■ WORK TO COMPLETE ■
Copy out the lines of the material below, starting at the line that contains "Where can you spot the pizza box" and continuing through the end of the material, with both ends included.
# START OF DATASET ENTRIES
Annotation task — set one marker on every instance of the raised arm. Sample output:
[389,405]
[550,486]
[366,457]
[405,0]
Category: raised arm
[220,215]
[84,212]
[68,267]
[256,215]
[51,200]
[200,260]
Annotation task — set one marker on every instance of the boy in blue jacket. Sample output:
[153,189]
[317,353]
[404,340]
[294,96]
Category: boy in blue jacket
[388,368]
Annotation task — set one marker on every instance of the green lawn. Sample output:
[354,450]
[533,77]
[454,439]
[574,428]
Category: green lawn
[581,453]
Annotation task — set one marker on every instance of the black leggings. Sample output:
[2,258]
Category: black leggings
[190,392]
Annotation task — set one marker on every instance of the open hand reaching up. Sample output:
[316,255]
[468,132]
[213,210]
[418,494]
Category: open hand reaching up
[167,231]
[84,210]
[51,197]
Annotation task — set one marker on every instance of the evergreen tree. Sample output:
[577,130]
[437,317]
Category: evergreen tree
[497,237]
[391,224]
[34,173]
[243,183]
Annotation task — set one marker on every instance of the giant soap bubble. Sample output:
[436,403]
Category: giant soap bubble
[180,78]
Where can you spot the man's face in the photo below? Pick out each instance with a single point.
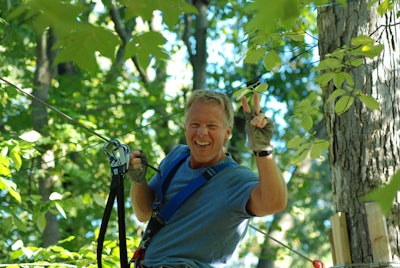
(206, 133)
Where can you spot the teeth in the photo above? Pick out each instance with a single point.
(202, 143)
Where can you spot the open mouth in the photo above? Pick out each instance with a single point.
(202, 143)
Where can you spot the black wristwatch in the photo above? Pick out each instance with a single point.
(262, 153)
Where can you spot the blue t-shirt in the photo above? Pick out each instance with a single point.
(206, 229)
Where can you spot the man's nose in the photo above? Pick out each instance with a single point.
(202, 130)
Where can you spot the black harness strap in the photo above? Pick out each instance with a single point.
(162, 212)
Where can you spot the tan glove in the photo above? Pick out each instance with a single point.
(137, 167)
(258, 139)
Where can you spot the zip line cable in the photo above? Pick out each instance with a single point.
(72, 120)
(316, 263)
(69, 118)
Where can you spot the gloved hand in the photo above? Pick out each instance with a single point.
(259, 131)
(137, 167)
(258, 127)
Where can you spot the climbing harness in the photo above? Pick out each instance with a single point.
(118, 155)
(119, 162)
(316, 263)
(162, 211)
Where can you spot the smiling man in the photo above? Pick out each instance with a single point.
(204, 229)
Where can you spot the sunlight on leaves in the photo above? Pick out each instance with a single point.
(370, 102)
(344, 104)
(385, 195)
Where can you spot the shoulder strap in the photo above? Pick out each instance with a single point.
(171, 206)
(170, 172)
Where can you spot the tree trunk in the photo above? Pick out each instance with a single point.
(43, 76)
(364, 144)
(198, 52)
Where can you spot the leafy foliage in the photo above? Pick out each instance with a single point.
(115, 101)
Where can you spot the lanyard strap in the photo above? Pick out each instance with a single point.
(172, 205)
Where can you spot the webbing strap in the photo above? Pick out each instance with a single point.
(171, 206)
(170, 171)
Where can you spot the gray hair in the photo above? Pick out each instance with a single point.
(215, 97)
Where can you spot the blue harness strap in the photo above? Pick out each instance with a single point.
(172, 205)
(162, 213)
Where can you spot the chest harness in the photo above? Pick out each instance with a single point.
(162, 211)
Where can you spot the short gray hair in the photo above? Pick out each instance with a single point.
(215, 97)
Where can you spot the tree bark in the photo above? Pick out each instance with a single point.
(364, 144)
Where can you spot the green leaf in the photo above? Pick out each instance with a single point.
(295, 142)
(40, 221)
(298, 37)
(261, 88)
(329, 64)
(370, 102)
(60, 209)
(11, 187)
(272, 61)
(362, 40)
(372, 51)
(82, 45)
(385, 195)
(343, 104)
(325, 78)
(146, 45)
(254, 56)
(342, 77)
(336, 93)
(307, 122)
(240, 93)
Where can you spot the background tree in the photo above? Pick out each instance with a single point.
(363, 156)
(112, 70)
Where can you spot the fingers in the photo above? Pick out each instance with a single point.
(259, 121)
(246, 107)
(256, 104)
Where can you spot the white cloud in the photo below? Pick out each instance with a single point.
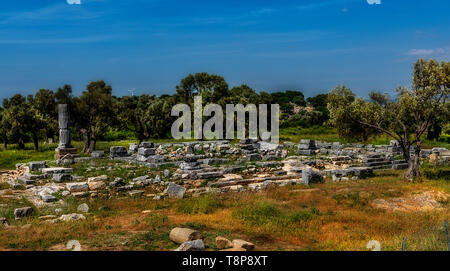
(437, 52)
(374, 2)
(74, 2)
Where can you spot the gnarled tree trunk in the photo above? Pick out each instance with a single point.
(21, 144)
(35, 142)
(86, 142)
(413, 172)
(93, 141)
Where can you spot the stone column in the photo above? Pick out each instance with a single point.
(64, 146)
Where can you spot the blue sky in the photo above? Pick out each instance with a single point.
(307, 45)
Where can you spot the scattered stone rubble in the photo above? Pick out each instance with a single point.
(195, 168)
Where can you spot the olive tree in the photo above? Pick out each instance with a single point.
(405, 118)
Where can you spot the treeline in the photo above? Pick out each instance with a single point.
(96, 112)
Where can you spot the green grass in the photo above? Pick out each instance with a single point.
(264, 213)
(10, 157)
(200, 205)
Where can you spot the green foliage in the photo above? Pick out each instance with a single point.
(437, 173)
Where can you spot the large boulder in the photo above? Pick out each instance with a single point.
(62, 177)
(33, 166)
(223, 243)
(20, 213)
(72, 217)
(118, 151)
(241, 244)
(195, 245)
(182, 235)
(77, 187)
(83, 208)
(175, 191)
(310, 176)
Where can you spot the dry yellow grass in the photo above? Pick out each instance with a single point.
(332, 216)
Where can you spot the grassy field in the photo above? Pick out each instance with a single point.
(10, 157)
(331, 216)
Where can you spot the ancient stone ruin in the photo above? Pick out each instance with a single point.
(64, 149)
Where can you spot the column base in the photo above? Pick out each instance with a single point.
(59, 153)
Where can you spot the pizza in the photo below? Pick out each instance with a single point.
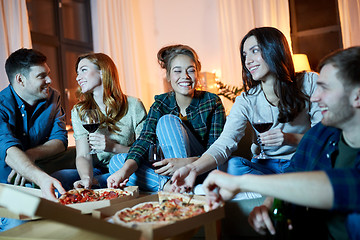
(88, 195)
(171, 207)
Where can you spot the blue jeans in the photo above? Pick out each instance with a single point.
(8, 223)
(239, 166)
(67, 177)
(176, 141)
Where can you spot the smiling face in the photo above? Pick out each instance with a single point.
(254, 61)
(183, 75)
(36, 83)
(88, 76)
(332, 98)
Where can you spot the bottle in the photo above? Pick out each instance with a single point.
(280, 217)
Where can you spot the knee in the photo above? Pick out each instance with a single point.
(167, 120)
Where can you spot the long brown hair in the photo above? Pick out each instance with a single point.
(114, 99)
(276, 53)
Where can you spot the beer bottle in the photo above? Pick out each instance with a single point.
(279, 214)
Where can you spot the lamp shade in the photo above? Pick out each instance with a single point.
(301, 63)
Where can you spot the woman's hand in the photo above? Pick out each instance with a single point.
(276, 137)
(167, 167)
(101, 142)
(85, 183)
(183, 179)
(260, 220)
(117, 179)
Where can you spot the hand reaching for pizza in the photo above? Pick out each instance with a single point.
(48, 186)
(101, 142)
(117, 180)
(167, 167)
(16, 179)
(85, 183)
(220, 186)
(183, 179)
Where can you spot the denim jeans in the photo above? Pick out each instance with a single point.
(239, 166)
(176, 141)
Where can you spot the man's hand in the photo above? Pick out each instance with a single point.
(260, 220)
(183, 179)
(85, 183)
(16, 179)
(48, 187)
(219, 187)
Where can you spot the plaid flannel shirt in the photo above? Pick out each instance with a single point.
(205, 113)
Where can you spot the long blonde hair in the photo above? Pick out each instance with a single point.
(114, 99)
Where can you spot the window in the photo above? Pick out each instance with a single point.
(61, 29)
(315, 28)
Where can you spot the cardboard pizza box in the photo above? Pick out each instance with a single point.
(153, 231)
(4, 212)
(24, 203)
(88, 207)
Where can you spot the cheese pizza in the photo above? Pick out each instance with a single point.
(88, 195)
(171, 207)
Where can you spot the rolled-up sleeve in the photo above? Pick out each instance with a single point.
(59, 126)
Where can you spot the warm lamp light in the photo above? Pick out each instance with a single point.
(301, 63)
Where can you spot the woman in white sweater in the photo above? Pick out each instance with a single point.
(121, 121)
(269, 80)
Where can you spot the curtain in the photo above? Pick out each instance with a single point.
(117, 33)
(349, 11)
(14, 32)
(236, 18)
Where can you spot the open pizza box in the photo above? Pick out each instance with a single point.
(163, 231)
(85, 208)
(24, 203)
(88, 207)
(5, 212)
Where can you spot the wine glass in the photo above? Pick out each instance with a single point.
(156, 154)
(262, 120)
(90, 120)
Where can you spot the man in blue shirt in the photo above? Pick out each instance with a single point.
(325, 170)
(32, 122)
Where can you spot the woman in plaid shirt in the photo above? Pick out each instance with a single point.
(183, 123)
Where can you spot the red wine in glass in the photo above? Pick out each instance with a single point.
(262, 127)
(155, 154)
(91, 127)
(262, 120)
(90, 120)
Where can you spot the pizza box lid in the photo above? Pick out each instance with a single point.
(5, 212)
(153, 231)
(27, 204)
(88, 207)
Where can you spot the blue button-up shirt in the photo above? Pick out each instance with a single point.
# END OF DATASET ENTRIES
■ THE RESULT ■
Where can you spot the pizza box lid in the photo above? Pick out each instance with a single point.
(5, 212)
(153, 231)
(27, 204)
(88, 207)
Where can you spot the blue button-up shirt in the photo above? Pick out each instance with a single point.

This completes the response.